*Document segment:*
--*--

MIT Researchers Propose 'Standards that are Code' Framework to Replace LLM Inference with Deterministic Logic
Key Takeaways
- ▸Deterministic code via APSS replaces stochastic LLM inference for repetitive patterns, yielding major reductions in compute cost, latency, and power consumption
- ▸Schema-based artifact definitions serve as a single source of truth for both generation and validation, eliminating divergence between specification and implementation
- ▸APSS meta-standards enforce conventions through tooling-based validation rather than human discipline, preventing configuration drift at scale
Summary
MIT researchers have introduced the Agent Paradise Standards System (APSS), a framework that replaces expensive and unnecessary LLM inference with deterministic code for repetitive AI agent tasks. The system treats standards as executable code using a schema-based approach, where a single artifact definition serves as both a generator and validator for conforming outputs. Rather than running predictable patterns through inference—metaphorically described as a Galton board where every bounce adds latency and cost—APSS provides deterministic execution paths: one input, same output every time, like a slide. The framework includes a meta-standard that enforces conventions through tooling (failing builds) rather than human discipline, eliminating configuration drift.

--*--

*Problem set:*
A: In the article on the APSS framework, what does the meta-standard use to enforce conventions?
B: Decide whether each statement agrees with the article on the APSS framework, answering yes or no and quoting the words that settle it: (i) APSS was introduced by MIT researchers. (ii) APSS uses separate artifact definitions for generation and for validation. (iii) The summary compares APSS's deterministic execution to a Galton board.
C: Write the next part of the article on the APSS framework, picking up after its final sentence.
The records are separate material with no connection to the article on the APSS framework.

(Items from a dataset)
--*--

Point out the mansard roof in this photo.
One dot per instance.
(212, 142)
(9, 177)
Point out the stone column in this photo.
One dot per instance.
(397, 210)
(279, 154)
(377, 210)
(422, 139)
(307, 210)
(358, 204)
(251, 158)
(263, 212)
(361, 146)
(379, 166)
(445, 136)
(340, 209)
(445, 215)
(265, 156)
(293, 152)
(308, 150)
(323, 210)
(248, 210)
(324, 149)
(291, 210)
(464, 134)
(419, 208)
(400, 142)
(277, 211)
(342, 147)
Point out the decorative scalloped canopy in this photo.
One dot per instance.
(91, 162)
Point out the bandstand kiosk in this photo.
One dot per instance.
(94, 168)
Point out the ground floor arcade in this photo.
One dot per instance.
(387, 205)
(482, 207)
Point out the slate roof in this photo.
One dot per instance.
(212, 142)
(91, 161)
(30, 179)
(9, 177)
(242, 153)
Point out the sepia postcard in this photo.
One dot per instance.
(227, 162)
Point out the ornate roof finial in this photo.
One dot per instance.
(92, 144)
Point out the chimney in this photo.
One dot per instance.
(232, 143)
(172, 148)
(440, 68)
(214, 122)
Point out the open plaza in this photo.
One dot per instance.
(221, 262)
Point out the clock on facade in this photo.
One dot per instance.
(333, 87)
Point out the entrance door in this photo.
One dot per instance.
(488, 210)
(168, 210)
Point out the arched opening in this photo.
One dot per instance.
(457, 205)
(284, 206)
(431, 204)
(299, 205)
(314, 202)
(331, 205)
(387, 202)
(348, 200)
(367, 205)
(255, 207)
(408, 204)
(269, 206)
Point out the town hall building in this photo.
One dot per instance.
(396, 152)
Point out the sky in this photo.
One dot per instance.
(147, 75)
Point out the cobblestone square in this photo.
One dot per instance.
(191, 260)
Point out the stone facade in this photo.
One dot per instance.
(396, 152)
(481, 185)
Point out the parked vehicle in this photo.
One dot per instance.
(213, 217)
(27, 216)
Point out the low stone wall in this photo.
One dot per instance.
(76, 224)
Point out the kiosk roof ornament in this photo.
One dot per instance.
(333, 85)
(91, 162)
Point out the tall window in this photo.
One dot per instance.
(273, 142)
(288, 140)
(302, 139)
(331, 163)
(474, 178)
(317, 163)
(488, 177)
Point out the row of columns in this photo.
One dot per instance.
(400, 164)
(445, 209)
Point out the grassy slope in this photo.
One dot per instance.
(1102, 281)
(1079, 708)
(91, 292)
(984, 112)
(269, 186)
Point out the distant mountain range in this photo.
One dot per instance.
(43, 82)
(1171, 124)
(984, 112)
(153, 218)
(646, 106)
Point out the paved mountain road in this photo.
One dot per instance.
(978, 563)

--*--

*Per-task answers:*
A: Tooling, namely failing builds, rather than human discipline.

B:
(i) Yes: "MIT researchers have introduced the Agent Paradise Standards System (APSS)"
(ii) No: "a single artifact definition serves as both a generator and validator for conforming outputs"
(iii) No: "APSS provides deterministic execution paths: one input, same output every time, like a slide"

C:
The core insight is that most daily AI agent work is not genuinely novel and does not require probabilistic reasoning: validation, code scaffolding, config checking, and artifact transformation follow known rules. By codifying these patterns as Rust-based standards, APSS dramatically reduces computational cost, latency, and energy consumption. Standards are versioned like software with backward compatibility guarantees and support hierarchical substandards that can generate specialized views or reports without modifying the parent standard. This enables modular, reusable patterns across teams and agents without touching the original standard definition.
- Standards support versioning and hierarchical substandards, enabling modular patterns that can be safely composed and evolved independently
Editorial Opinion
APSS represents a mature, pragmatic reckoning with the current AI paradigm: inference is powerful for genuinely new work but wasteful and unreliable for deterministic tasks we already know how to solve. By formalizing the distinction between novel reasoning (inference) and pattern application (deterministic standards), this approach could reshape AI infrastructure economics—shifting away from 'prompt everything through a large model' toward hybrid architectures that reserve expensive inference for problems that truly need it. If adopted broadly, APSS could unlock significant gains in agent reliability, cost, and throughput.